start Data for this task

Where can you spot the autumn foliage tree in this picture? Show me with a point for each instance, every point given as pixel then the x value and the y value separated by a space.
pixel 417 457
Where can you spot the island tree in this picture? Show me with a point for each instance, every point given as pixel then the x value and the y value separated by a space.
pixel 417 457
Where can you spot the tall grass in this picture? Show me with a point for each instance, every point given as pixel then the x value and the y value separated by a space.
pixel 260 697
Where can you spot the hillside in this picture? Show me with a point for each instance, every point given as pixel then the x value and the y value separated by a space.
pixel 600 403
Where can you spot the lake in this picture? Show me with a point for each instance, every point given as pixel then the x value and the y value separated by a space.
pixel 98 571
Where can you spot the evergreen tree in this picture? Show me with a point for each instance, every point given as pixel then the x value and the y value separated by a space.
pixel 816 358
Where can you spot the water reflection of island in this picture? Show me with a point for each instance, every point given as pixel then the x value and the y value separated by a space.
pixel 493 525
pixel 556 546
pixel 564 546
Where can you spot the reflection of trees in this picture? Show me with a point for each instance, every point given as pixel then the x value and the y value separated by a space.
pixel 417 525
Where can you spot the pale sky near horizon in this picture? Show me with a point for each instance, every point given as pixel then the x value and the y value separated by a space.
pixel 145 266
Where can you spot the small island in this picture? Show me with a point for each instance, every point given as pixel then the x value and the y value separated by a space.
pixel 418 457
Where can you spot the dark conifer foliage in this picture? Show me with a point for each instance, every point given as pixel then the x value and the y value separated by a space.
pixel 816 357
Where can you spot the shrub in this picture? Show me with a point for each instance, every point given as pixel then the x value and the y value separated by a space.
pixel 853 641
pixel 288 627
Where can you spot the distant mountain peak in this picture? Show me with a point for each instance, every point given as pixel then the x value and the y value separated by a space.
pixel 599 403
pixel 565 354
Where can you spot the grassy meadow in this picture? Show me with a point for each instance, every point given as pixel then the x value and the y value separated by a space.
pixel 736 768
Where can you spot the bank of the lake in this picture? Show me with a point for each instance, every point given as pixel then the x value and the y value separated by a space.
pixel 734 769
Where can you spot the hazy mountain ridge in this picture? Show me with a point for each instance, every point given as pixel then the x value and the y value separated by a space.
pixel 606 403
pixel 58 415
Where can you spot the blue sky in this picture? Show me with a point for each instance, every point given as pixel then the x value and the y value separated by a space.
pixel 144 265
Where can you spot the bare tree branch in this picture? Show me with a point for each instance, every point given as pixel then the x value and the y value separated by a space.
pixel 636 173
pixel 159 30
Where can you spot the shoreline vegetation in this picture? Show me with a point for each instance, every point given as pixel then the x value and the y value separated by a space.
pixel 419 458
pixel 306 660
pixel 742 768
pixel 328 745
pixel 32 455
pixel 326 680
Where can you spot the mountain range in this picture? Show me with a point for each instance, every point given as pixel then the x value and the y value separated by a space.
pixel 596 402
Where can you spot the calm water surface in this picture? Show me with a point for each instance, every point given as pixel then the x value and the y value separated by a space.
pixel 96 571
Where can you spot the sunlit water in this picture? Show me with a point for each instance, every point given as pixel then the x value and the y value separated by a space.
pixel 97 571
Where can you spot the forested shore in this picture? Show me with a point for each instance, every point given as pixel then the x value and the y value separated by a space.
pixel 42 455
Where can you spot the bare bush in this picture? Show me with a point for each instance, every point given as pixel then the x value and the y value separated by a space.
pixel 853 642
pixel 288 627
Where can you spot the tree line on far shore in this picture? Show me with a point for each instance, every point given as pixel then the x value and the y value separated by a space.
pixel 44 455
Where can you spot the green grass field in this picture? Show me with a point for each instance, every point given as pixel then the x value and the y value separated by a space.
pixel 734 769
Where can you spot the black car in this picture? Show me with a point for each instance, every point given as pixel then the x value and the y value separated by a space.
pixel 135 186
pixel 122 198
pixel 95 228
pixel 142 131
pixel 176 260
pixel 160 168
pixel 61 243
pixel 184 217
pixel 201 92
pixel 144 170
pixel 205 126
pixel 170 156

end Data for this task

■ **Exercise requirements**:
Render everything from the entry containing "Where can you spot the tree" down to the last of the entries above as a CSV with the columns entry_text and answer. Give one row per entry, put each value in a single quoted field, and replace any line breaks with spaces.

■ **Answer for the task**:
entry_text,answer
"Where can you spot the tree line on far shore in this picture? Show me with a point for each instance, every point given as pixel then the x value and the y value separated by a space.","pixel 44 455"
"Where can you spot the green grass field in this picture? Show me with a point for each instance, every point given as pixel then the x value and the y value separated by a space.","pixel 734 769"
"Where can you spot the black car in this picture? Show me with a point for each instance, every point given as pixel then the x value and the y value separated by a space.","pixel 135 186 pixel 122 198 pixel 95 228 pixel 142 131 pixel 176 260 pixel 160 168 pixel 61 243 pixel 184 217 pixel 201 92 pixel 144 170 pixel 205 126 pixel 170 156"